Exercise description> Excluding any images, copy all of the lines below precisely as written.

Dataset>
•••••

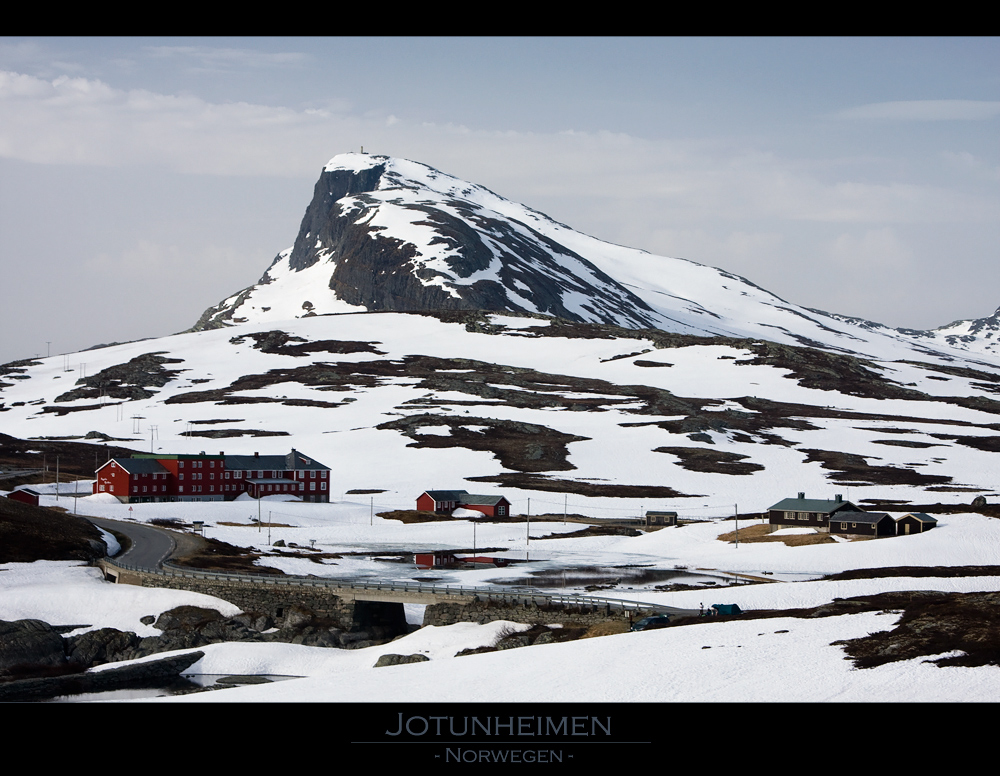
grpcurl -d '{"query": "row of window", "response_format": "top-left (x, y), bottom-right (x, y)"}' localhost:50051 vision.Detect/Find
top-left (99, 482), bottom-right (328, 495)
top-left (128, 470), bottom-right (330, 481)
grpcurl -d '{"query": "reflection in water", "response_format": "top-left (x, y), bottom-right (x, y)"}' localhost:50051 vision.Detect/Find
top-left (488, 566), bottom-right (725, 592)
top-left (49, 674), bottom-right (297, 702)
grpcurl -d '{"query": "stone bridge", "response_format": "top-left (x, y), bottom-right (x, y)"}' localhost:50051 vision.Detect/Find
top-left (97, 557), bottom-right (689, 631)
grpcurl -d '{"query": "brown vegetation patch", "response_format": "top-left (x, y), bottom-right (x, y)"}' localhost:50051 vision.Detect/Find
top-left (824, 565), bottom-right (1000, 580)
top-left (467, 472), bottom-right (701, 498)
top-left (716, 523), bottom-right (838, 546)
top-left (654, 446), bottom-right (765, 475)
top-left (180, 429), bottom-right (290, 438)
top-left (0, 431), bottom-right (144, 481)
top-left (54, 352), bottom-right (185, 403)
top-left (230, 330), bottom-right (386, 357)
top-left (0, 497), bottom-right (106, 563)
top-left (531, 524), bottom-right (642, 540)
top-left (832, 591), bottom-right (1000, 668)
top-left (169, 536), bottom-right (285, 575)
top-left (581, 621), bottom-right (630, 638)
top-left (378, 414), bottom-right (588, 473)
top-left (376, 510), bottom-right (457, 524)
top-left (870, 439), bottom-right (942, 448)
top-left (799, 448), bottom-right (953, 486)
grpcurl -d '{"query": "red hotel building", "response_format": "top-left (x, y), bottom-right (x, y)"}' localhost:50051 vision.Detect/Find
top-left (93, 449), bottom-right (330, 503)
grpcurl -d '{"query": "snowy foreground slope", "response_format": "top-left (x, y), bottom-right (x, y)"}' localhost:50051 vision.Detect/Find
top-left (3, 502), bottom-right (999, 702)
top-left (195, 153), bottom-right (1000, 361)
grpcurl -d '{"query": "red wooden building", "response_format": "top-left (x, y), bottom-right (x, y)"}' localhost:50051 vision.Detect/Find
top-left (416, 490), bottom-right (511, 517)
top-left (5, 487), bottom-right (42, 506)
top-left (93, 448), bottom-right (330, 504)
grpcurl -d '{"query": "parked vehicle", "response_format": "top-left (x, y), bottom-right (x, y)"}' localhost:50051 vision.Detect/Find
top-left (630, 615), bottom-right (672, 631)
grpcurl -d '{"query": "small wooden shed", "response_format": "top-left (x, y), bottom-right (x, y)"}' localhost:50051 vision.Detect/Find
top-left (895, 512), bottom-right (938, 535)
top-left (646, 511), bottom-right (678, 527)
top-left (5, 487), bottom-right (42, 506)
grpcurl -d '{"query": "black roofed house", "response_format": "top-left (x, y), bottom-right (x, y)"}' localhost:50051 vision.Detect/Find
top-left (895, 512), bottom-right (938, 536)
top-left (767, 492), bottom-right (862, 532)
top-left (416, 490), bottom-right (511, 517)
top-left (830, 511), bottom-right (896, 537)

•••••

Response box>
grpcurl -d '{"query": "row of window", "response_format": "top-left (x, y), bottom-right (x, y)"}' localhost:50051 vision.Detect/Find
top-left (99, 482), bottom-right (328, 495)
top-left (128, 470), bottom-right (330, 481)
grpcurl -d '{"query": "reflection in water", "response_format": "top-left (x, y), bottom-right (x, y)"}' localhost:50051 vision.Detect/Find
top-left (488, 566), bottom-right (725, 592)
top-left (49, 674), bottom-right (297, 702)
grpcurl -d '{"query": "stone bridge", "response_format": "top-left (x, y), bottom-right (x, y)"}' localhost:50051 vision.Detect/Find
top-left (97, 557), bottom-right (689, 631)
grpcurl -d '{"query": "brown vegetation patch", "response_format": "top-left (x, y), bottom-right (x, y)"}' localhost:50051 vision.Detect/Find
top-left (824, 565), bottom-right (1000, 580)
top-left (467, 472), bottom-right (701, 498)
top-left (716, 523), bottom-right (838, 546)
top-left (654, 446), bottom-right (765, 475)
top-left (180, 429), bottom-right (290, 438)
top-left (0, 431), bottom-right (144, 481)
top-left (54, 352), bottom-right (185, 403)
top-left (230, 330), bottom-right (386, 357)
top-left (0, 497), bottom-right (106, 563)
top-left (531, 524), bottom-right (642, 540)
top-left (832, 591), bottom-right (1000, 668)
top-left (169, 536), bottom-right (285, 575)
top-left (581, 621), bottom-right (630, 638)
top-left (378, 414), bottom-right (588, 473)
top-left (376, 510), bottom-right (457, 524)
top-left (870, 439), bottom-right (942, 448)
top-left (799, 448), bottom-right (953, 486)
grpcurl -d '{"query": "red hotel building", "response_format": "top-left (x, y), bottom-right (x, y)"}' localhost:50051 vision.Detect/Find
top-left (93, 449), bottom-right (330, 503)
grpcurl -d '{"query": "snowy foreground slope", "response_format": "top-left (x, y), bottom-right (x, y)"}' localhost:50051 vision.Detect/Find
top-left (3, 502), bottom-right (999, 702)
top-left (195, 153), bottom-right (1000, 361)
grpcurl -d '{"query": "red wooden building", "response_format": "top-left (x, y), bottom-right (x, y)"}' localhost:50051 vision.Detect/Find
top-left (416, 490), bottom-right (511, 517)
top-left (5, 487), bottom-right (42, 506)
top-left (93, 448), bottom-right (330, 504)
grpcurl -d '{"query": "parked vehicle", "response_format": "top-left (x, y), bottom-right (x, y)"}' localhost:50051 vision.Detect/Find
top-left (630, 615), bottom-right (672, 631)
grpcurl -d '{"query": "small wooden shed", "response_format": "top-left (x, y), bottom-right (x, y)"}' localhost:50051 vision.Detect/Find
top-left (895, 512), bottom-right (938, 535)
top-left (646, 511), bottom-right (678, 527)
top-left (5, 487), bottom-right (42, 506)
grpcurl -d '{"query": "black roofed house", "response_format": "top-left (x, y), bottom-right (x, y)"}' localhost:50051 vision.Detect/Find
top-left (895, 512), bottom-right (938, 536)
top-left (767, 492), bottom-right (862, 532)
top-left (416, 490), bottom-right (511, 517)
top-left (830, 511), bottom-right (896, 537)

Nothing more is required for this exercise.